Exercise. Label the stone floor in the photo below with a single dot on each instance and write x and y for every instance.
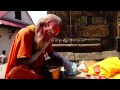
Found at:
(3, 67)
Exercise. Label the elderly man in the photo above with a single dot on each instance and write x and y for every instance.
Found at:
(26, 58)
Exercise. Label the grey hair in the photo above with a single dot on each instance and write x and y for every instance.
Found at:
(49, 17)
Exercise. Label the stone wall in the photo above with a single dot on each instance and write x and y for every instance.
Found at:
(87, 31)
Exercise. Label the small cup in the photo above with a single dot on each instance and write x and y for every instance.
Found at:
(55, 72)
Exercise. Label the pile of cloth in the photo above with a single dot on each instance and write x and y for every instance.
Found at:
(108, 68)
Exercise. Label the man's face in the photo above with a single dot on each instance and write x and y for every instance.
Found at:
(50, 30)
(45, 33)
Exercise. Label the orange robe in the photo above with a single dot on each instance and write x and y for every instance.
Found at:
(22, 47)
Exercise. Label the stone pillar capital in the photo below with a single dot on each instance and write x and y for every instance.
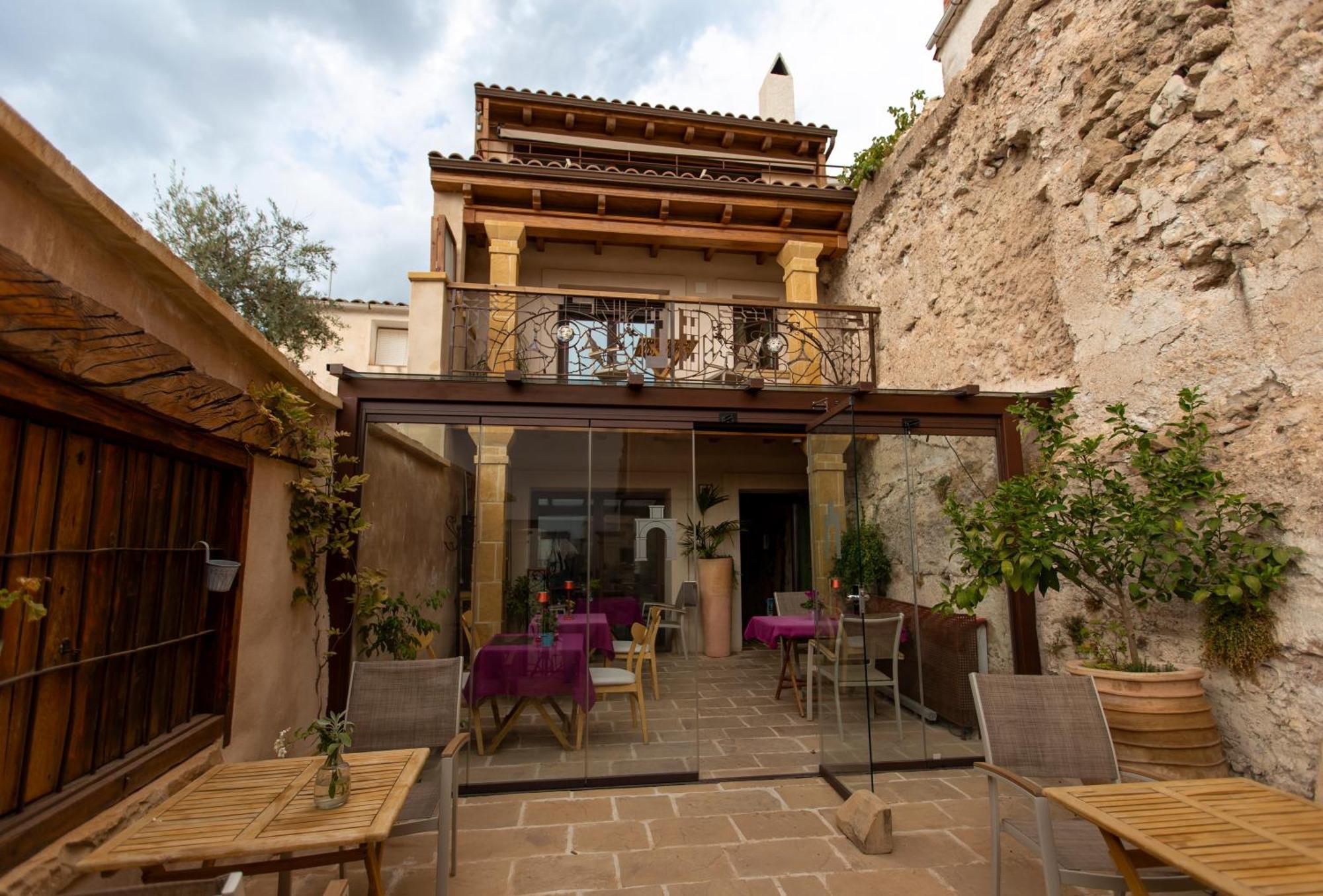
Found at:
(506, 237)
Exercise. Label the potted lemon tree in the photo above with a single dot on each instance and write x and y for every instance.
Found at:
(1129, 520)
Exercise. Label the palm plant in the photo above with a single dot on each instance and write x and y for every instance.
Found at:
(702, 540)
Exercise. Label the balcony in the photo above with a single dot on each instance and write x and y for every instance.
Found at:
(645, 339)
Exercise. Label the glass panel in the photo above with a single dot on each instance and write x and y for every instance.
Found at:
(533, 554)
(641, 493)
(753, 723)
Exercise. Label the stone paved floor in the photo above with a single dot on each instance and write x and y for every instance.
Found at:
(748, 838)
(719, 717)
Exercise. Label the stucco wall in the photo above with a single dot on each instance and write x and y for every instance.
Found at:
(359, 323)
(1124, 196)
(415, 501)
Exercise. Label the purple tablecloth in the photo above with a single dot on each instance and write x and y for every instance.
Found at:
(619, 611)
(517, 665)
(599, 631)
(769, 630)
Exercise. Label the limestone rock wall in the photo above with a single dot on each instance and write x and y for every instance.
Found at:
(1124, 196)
━━━━
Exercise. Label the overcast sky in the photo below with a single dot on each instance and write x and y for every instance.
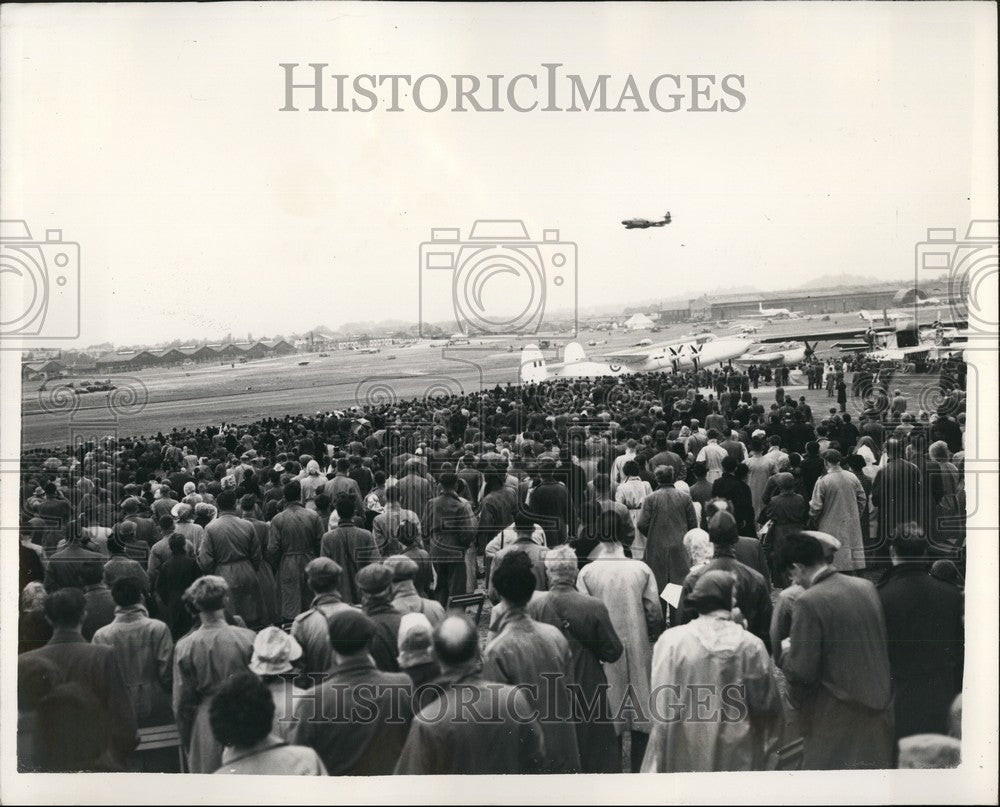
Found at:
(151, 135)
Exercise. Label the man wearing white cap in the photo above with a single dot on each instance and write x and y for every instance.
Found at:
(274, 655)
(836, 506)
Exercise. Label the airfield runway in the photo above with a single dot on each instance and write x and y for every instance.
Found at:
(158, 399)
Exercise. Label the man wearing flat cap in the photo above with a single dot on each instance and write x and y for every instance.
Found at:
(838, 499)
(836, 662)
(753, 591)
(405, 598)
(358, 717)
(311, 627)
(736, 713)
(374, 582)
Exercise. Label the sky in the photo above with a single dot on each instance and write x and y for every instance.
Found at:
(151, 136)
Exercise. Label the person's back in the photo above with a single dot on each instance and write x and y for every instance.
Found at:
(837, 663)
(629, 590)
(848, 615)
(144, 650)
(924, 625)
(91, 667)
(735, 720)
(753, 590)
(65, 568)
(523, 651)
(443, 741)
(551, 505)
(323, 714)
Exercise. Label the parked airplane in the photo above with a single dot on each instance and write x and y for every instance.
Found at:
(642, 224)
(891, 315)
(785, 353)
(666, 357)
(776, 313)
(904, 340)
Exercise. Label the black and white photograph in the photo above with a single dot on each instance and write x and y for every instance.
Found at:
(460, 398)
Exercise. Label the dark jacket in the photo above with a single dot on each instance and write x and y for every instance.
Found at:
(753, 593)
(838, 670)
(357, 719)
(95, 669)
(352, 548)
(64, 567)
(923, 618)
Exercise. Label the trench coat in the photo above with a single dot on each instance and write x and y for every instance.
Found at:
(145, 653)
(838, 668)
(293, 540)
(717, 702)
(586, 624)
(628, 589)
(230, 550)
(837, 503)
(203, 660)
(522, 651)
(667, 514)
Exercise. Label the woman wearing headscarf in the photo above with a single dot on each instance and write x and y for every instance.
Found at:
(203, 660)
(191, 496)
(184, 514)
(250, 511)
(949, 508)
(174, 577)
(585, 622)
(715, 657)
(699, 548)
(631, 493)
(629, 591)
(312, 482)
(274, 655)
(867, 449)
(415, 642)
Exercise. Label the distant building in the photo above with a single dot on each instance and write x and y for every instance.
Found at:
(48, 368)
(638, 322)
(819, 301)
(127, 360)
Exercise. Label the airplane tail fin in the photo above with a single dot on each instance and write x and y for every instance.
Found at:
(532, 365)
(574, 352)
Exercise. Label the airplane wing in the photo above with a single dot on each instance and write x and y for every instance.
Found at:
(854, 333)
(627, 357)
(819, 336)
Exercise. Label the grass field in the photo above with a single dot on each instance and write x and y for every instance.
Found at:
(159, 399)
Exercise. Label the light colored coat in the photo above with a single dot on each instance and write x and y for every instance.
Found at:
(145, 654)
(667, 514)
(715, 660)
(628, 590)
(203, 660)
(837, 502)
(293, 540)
━━━━
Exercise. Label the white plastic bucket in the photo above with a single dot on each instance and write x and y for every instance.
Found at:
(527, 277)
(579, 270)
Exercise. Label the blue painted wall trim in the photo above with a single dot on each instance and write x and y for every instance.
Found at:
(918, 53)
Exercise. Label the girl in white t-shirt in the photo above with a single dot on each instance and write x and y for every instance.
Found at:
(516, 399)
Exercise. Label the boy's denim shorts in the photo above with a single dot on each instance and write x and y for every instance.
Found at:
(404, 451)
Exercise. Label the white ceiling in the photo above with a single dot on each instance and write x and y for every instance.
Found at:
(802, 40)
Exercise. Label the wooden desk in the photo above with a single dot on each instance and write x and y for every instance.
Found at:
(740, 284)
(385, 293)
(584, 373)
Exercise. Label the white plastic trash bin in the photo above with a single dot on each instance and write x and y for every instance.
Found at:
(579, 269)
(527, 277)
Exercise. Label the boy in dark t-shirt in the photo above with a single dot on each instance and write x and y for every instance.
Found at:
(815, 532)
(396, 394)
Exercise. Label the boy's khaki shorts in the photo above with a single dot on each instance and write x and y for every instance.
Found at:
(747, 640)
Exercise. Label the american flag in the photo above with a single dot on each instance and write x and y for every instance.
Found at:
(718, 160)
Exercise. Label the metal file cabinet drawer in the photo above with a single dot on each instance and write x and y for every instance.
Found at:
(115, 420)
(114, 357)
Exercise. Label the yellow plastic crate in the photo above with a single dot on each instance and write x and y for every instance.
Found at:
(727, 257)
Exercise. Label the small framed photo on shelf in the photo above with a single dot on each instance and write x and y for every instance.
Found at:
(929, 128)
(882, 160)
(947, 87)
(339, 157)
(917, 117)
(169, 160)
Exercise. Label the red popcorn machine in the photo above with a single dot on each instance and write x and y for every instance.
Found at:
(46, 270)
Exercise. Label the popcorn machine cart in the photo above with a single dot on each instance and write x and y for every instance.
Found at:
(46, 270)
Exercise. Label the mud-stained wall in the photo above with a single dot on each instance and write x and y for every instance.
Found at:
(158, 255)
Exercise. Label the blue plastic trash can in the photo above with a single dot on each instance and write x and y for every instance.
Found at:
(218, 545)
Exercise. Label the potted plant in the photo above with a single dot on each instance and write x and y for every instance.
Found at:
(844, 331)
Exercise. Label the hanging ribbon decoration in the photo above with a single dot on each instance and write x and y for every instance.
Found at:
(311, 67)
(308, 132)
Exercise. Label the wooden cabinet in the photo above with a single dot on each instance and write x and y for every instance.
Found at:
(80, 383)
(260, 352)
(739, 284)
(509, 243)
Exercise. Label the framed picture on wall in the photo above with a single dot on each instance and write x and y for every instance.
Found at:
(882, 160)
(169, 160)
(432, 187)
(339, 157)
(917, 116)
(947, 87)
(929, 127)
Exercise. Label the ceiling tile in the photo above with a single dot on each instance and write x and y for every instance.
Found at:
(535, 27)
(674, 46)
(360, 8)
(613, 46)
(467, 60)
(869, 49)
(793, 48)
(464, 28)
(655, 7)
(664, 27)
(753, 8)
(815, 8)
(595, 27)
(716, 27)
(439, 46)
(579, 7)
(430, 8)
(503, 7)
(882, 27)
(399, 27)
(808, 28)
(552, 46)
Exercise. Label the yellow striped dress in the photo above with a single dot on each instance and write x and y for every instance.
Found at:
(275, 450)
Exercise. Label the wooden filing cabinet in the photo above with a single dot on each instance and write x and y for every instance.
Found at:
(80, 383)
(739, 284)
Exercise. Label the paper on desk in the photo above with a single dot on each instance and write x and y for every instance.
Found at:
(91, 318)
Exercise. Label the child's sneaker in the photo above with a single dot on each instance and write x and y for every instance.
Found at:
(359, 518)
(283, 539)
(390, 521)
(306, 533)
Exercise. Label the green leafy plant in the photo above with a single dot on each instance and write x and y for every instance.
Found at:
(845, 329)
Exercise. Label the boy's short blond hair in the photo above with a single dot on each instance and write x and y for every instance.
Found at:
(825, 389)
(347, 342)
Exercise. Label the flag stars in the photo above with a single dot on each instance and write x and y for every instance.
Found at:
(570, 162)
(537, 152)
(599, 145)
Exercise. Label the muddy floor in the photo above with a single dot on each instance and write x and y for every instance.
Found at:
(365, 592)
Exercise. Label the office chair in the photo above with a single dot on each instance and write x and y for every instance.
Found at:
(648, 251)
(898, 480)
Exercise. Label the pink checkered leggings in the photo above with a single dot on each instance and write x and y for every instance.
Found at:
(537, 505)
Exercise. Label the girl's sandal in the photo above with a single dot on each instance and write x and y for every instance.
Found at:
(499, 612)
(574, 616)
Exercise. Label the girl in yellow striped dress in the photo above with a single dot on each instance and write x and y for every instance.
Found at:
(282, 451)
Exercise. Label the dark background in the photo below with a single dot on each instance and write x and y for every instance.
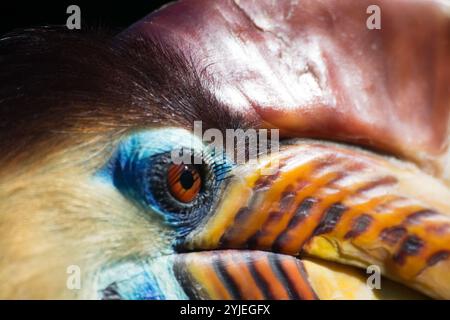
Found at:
━━━━
• _What to produce_: Collect every line in the records above that contains the word "shorts", keeping in mind that case matters.

• _Answer to this problem_:
Exercise. Label the boy's denim shorts in the photo above with a single dot on each instance and write x and y for every instance.
Exercise. Label the boy's khaki shorts in the photo above with a single dot on each instance and write x and y for every instance.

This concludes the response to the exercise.